Supplied records →
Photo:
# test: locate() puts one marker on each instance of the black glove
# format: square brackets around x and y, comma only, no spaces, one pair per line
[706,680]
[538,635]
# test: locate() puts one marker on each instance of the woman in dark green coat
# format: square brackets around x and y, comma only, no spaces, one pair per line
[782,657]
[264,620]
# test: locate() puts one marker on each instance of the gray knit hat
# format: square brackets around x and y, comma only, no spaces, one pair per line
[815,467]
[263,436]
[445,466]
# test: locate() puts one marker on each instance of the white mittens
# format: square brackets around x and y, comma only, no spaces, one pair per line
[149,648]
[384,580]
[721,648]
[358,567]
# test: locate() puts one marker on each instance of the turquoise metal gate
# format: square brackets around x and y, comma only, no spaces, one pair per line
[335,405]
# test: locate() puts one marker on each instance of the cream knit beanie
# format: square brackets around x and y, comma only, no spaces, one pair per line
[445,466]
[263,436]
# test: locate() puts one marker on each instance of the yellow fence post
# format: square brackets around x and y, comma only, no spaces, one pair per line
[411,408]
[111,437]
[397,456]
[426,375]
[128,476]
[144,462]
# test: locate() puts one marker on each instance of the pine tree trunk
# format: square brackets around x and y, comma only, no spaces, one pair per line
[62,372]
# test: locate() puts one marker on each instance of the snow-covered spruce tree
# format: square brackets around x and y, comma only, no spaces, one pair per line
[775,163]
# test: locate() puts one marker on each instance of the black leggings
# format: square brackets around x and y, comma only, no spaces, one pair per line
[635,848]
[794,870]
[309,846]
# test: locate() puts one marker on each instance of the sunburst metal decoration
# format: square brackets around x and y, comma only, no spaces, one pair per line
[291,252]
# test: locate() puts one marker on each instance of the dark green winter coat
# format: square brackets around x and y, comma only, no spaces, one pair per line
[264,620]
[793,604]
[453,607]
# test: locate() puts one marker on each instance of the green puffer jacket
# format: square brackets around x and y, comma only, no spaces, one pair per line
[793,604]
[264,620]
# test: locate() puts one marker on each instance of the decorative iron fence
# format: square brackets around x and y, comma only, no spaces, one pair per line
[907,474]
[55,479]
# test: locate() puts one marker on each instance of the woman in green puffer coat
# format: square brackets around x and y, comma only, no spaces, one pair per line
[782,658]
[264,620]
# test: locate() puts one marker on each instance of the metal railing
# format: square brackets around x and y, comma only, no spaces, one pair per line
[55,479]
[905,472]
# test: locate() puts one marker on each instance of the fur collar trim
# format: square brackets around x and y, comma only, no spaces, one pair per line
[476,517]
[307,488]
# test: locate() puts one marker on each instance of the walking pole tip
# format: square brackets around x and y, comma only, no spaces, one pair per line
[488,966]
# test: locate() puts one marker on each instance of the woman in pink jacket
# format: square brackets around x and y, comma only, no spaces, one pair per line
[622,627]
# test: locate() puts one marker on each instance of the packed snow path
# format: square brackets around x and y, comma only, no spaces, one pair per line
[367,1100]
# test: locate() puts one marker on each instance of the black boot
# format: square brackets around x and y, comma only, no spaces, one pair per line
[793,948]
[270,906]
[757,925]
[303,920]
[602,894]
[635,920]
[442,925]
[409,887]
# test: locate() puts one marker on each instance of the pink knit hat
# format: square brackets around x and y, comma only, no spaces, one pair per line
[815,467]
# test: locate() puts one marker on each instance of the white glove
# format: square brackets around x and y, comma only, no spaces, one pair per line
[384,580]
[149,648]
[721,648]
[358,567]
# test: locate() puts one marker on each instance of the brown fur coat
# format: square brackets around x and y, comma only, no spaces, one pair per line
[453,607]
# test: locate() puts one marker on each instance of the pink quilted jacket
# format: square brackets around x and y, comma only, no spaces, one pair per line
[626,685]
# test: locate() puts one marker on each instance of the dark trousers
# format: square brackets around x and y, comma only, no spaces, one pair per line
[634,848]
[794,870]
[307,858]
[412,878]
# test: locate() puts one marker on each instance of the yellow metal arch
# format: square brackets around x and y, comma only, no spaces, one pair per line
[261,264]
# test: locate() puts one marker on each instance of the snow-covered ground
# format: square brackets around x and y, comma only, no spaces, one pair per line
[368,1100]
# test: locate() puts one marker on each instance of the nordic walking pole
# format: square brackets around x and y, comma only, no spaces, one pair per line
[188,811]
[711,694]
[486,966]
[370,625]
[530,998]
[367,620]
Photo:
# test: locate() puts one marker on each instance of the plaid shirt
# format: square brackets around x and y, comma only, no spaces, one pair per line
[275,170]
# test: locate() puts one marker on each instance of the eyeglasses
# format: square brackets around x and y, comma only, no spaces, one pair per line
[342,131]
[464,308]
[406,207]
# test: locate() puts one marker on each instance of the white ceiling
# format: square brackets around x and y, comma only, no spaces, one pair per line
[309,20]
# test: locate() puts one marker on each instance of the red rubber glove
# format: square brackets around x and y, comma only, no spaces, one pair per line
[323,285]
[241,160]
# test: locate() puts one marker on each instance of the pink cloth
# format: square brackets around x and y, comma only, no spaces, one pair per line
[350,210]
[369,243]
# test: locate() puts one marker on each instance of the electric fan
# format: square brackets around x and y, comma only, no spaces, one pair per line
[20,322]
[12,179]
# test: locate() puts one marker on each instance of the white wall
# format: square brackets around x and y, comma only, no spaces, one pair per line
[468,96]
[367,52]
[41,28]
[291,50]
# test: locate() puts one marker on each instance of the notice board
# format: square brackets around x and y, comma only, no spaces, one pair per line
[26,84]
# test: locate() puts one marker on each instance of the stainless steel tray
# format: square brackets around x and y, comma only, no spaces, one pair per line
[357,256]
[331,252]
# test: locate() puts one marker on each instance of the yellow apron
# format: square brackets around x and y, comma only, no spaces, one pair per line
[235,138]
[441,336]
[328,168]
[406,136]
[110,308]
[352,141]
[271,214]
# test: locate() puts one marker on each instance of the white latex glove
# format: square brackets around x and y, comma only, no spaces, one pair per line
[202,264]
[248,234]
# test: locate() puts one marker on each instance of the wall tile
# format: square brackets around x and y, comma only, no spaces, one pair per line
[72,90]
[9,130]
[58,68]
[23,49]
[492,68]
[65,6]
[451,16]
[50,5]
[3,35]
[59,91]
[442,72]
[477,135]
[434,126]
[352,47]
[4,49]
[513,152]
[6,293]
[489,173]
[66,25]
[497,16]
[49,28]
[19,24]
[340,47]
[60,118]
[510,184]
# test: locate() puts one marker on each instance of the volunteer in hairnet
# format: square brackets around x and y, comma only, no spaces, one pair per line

Task goal →
Copy exactly the lines from the one containing "the notice board" through the last line of the records, both included, and nothing else.

Exercise output →
# test: locate() puts one marker on each instance of the notice board
# format: square brackets around x and y, comma only, no spaces, one pair per line
[26,84]
# test: locate() puts one marker on each instance of the stainless steel tray
# format: square brackets around x and y, comma only, no spaces, one pair per line
[357,256]
[331,252]
# test: locate() puts one marker on each instance of the yellow apron
# format: square brackets around x and y, comma only, no spaces, one pair per line
[235,138]
[441,336]
[328,168]
[406,136]
[110,308]
[352,141]
[271,214]
# test: locate() puts one marker on each instance of the white latex glove
# format: square brackets around x and y, comma only, no spaces, one pair per line
[202,264]
[248,234]
# test: locate() puts one marker on each instance of the wall tile
# format: square brackets around x and y, comma only, no spaces, one pair per line
[72,90]
[9,130]
[58,68]
[23,49]
[492,68]
[65,6]
[451,16]
[50,5]
[3,35]
[59,91]
[442,72]
[477,135]
[434,126]
[352,47]
[4,49]
[513,152]
[6,293]
[489,173]
[66,25]
[497,16]
[49,28]
[19,24]
[340,47]
[60,118]
[510,184]
# test: locate() puts one marker on each instance of the volunteer in hairnet
# format: square brackets around x and y, comma only, no spaces, one pair per line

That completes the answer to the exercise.